Excerto:
********************

No palco: "A Geração da Utopia" de Pepetela
9 de maio de 2014A adaptação para teatro do romace “A Geração da Utopia”, está a ser exibida em Lisboa, entre o dia 1 e o dia 11 de maio e é uma produção com representação de artistas da GRIOT – Associação Cultural. A produção será provavelmente levada para Luanda e segue-se à peça “A Raça Forte” do escritor nigeriano Nobel da Literatura (1986), Wole Soiynka, que a associação escolheu no âmbito de um ciclo de teatro, entre 2013 e 2014, dedicado a autores africanos.
“A Geração da Utopia”, peça inspirada no romance de Artur Carlos Maurício Pestana dos Santos, conhecido pelo pseudónimo de Pepetela, fica até domingo (11.05) no Teatro Cinearte “A Barraca”, em Lisboa. Em palco, sete atores que se desdobram em 16 personagens retratam, em cerca de duas horas e meia e em quatro atos, os vários momentos históricos narrados no livro do escritor angolano. Foi com “muito prazer” que o encenador moçambicano Guilherme Mendonça adaptou a obra para teatro, narrando quatro décadas de vida de angolanos que, com maior ou menor intensidade, estiveram envolvidos na luta pela independência de Angola, proclamada em 1975.

********************

Enunciado: Prossiga o texto sobre a adaptação teatral de “A Geração da Utopia” a partir da última frase apresentada.

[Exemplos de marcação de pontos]
********************

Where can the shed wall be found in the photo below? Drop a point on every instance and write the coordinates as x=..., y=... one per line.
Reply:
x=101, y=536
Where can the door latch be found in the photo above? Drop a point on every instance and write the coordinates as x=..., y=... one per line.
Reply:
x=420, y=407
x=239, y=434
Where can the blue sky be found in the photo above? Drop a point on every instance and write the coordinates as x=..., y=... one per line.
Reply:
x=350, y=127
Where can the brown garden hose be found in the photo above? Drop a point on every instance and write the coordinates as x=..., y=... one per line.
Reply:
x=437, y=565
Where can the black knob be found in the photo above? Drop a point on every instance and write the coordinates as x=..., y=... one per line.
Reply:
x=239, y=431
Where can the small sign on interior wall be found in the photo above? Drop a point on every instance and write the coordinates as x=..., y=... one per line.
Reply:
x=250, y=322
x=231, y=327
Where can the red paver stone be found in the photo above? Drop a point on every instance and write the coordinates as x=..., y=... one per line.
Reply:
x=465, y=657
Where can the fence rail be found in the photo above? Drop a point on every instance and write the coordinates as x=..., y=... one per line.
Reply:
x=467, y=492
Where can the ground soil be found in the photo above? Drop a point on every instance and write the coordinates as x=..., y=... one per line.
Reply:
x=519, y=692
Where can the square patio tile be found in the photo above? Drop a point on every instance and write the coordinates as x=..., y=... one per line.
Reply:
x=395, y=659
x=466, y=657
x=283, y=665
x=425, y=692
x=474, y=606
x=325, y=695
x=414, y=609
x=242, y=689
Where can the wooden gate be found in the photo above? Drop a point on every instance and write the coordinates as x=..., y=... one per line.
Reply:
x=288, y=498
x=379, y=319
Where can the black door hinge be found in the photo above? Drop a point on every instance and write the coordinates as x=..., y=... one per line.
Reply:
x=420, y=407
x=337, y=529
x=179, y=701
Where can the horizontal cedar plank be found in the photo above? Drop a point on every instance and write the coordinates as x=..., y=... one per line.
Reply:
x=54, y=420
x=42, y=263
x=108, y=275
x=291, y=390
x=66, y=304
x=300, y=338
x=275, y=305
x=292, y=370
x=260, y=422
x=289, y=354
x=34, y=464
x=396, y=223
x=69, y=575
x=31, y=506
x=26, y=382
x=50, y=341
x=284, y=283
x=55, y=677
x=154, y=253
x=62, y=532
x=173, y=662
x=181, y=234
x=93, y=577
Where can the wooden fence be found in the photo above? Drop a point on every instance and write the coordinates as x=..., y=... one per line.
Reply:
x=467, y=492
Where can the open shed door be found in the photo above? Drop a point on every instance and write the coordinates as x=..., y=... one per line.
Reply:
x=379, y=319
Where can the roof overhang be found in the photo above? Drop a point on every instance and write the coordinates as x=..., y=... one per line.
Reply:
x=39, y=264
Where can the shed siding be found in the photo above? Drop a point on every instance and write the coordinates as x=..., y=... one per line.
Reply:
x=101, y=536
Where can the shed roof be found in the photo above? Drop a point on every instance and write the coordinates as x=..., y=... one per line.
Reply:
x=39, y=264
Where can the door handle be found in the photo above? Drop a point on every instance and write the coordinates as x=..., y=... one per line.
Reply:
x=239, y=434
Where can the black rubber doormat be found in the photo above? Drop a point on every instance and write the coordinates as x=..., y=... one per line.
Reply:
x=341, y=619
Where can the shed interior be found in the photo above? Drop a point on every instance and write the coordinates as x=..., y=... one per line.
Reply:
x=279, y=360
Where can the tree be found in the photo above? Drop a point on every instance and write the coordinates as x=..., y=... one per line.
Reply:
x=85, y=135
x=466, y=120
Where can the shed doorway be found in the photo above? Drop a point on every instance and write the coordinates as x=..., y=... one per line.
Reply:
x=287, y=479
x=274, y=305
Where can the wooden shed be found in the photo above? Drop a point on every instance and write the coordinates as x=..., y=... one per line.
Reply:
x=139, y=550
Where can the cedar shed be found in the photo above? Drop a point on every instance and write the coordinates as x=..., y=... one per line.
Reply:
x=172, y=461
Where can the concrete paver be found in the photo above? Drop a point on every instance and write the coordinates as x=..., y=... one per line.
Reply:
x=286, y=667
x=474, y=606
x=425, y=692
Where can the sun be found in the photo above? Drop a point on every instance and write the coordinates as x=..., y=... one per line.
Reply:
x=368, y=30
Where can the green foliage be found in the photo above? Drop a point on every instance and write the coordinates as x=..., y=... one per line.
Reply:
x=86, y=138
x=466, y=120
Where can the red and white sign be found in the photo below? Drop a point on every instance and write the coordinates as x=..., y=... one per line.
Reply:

********************

Exercício resolvido:
Idealismos e cisões
“A minha visão desta peça é um retrato de 40 anos desde a luta armada até às eleições multipartidárias em Angola”, começa por explicar o encenador, acrescentando que se focam “vários aspectos”. “Por um lado, da perspectiva da personagem, a quebra dos idealismos; por outro lado, da perspectiva das várias personagens de suporte, a aspectos como o aparecimento do tribalismo e as cisões dentro da própria luta armada, que depois vão dar a cisões já nos anos 90 e nos dias de hoje e a moldar aquilo que é a sociedade angolana”, descreve Guilherme Mendonça.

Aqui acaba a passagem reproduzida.